(Beginning of Excerpted text)
Dalian and Singapore iron-ore futures edged up on Thursday, after miner BHP Group flagged a continuing production weakness, but gains were capped by Covid-19 concerns and steel production controls in top steel producer China.
The most-traded September iron ore on China's Dalian Commodity Exchange rose 1.6% to 916 yuan ($142.51) a tonne, after two days of losses.
On the Singapore Exchange, the steelmaking ingredient's most-active June contract was up 0.6% at $152.40 a tonne by 03:05 GMT.
BHP, the world's largest listed miner, fell short of estimates for iron ore production for the March quarter, as a pandemic-related labour crunch weighed on its efforts to boost production in Australia's Pilbara region.
The miner also warned June-quarter production was expected to be impacted by lingering worker absenteeism, though it remained on track to meet fiscal 2022 costs and volume forecast.
That adds to supply concerns highlighted by the world's biggest iron ore producer Rio Tinto's lower-than-expected first-quarter shipments report, and Brazilian miner Vale SA's 6% drop in first-quarter iron ore output.
But the iron ore markets are, at the same time, faced with worries about demand prospects in China, where economic growth is slowing due to Covid-19 lockdowns and authorities have vowed to keep reducing steel output.
"The market was whipsawed by a confluence of factors, including weaker shipments in 1Q22 from major miners, while the demand outlook is overshadowed by China growth concerns and crude steel production controls," ING commodities strategists said in a note.
Steel production controls, however, supported prices on the Shanghai Futures Exchange, with construction steel rebar rising as much as 1.6%, hovering near a two-week high.
Hot-rolled coil added 0.3%, also trading near a two-week peak. But stainless steel slipped 0.3%.
Dalian coking coal climbed 1% and coke advanced 1.3% on tight supply concerns.
(End of Excerpted text)
(Beginning of Entries provided)
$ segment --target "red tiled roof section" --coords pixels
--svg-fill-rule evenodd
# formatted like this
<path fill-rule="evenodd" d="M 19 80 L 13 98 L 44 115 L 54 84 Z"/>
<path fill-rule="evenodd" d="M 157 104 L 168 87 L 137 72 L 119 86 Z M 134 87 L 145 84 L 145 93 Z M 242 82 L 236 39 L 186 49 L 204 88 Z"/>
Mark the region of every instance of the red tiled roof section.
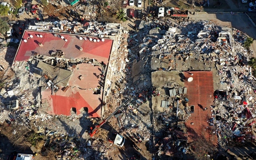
(End of Entries provided)
Exercise requirements:
1. Restate the iron ore report word for word from "That adds to" to "reducing steel output.".
2. Using the iron ore report, answer yes or no to each statement and quote the words that decide it: (a) The most-traded September iron ore contract on the Dalian Commodity Exchange gained 1.6%. (b) BHP's March-quarter iron ore production beat estimates. (c) Stainless steel rose on the Shanghai Futures Exchange.
The material above is unrelated to the iron ore report.

Outputs by task:
1.
That adds to supply concerns highlighted by the world's biggest iron ore producer Rio Tinto's lower-than-expected first-quarter shipments report, and Brazilian miner Vale SA's 6% drop in first-quarter iron ore output.
But the iron ore markets are, at the same time, faced with worries about demand prospects in China, where economic growth is slowing due to Covid-19 lockdowns and authorities have vowed to keep reducing steel output.

2.
(a) Yes: "rose 1.6% to 916 yuan ($142.51) a tonne"
(b) No: "fell short of estimates for iron ore production for the March quarter"
(c) No: "But stainless steel slipped 0.3%."